__BRIEF__
Exactly reproduce the lines from the line that has "Definition first: for each instance of the shrub, imagine" down to the last line of the entries, inclusive.
==== RECORDS SHOWN ====
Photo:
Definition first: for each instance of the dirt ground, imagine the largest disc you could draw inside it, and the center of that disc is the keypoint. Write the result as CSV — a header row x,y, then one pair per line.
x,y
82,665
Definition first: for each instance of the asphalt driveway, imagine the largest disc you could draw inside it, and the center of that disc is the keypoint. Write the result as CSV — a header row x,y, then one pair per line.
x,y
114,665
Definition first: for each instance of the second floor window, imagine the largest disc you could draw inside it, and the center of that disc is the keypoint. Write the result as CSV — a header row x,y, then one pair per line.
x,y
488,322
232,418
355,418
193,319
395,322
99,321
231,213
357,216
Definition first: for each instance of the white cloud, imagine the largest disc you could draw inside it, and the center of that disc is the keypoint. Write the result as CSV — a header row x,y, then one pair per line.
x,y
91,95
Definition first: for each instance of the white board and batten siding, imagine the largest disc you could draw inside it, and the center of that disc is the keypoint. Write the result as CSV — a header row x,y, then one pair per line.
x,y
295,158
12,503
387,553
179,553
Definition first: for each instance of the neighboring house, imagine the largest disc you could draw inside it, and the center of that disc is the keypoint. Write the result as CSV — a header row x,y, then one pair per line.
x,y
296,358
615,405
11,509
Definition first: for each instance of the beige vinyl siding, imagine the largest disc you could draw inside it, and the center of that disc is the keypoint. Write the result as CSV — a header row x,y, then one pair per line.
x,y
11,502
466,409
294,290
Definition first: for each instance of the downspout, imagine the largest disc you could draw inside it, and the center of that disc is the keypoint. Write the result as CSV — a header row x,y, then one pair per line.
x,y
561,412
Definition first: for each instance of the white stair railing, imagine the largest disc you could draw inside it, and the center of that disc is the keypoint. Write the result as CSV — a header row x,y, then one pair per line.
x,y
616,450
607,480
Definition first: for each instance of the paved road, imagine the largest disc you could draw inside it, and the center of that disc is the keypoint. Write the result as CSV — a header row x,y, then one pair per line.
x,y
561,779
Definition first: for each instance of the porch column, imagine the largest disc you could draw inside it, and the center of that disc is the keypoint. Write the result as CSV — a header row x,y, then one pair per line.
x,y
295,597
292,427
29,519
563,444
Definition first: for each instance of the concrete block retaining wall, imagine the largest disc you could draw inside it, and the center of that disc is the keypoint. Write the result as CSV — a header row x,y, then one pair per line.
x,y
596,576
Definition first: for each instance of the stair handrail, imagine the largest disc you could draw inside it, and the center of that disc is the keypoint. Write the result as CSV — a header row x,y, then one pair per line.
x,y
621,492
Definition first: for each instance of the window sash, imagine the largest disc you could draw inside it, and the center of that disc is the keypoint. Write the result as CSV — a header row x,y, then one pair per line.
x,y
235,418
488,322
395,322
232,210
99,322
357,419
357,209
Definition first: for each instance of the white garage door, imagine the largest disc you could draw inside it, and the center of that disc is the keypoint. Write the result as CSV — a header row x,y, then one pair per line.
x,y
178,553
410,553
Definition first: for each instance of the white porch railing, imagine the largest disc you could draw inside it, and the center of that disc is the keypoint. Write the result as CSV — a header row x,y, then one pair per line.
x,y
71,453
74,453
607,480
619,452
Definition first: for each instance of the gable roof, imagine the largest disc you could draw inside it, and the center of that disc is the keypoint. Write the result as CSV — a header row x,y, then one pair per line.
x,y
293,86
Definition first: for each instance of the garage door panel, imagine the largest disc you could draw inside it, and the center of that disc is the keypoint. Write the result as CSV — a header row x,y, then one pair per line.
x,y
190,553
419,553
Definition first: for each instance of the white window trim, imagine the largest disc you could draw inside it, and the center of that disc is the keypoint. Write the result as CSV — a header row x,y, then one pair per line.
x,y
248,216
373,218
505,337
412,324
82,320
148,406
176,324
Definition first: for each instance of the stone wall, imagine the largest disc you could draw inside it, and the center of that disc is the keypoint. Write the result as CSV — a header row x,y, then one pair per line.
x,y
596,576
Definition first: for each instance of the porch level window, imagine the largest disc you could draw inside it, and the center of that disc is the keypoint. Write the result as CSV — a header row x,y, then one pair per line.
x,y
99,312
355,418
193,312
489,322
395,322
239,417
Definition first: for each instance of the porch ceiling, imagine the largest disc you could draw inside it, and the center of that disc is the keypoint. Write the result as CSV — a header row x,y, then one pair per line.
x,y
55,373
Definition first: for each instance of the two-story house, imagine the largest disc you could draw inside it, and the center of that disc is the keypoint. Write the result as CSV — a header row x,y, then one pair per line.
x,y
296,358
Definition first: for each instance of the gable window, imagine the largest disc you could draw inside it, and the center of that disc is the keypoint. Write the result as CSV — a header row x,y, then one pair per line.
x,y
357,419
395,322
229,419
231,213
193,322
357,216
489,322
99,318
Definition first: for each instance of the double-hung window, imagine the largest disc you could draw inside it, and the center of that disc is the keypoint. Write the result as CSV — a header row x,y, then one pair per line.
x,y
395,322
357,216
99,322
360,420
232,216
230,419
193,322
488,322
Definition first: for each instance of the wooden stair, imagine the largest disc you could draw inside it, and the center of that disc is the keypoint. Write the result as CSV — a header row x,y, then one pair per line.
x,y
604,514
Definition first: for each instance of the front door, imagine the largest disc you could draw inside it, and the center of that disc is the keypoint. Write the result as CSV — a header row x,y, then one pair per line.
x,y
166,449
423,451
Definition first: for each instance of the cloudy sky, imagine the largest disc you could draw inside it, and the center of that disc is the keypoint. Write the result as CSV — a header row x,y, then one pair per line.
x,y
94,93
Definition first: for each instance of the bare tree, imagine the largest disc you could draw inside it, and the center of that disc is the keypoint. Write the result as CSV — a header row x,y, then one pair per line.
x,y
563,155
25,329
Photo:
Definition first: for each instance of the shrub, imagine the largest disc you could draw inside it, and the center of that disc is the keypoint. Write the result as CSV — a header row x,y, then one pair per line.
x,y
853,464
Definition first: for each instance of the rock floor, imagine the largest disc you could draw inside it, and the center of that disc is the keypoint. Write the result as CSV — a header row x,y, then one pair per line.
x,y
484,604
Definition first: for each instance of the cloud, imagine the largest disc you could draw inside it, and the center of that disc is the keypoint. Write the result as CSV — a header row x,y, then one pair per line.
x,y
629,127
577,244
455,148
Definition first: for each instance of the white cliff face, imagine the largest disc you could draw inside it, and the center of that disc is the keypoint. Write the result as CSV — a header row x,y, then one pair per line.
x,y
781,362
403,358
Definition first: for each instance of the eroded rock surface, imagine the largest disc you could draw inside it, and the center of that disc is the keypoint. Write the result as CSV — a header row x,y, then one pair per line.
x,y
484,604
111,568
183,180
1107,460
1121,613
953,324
====
__EXERCISE OUTPUT__
Definition first: for each instance of the shrub, imagine the largest disc you could draw inside it, and the center of that disc is the keypoint. Write the result as CSV — a header row x,y, then one pair per line.
x,y
853,464
Definition first: for each instance of the rock floor, imagine the largest disc you could draw inside it, and the center of that disc is the keypoint. Write the result as CSV — a header row x,y, then one pair per line.
x,y
484,604
Definition first: for each instance of the cloud, imagine the largest disc you could draw inside it, and the center of that disc is the keypoint. Write the result as CSV — a header row x,y, then one pair per line.
x,y
629,127
577,244
455,148
Definition first: for each instance of the white cliff face, imagine the largest disc you could draw inside it, and the center of that disc is the keypoint. Write the result as CSV — a header row x,y, then one pair per line.
x,y
781,362
403,358
Definition first: for each instance of the eroded rock surface, imagine the largest disc you could draw inside it, and the center of that disc is the keypoint. Write the result as CSV — a header row x,y, then one pair per line.
x,y
484,604
111,568
183,180
1107,460
1121,613
953,324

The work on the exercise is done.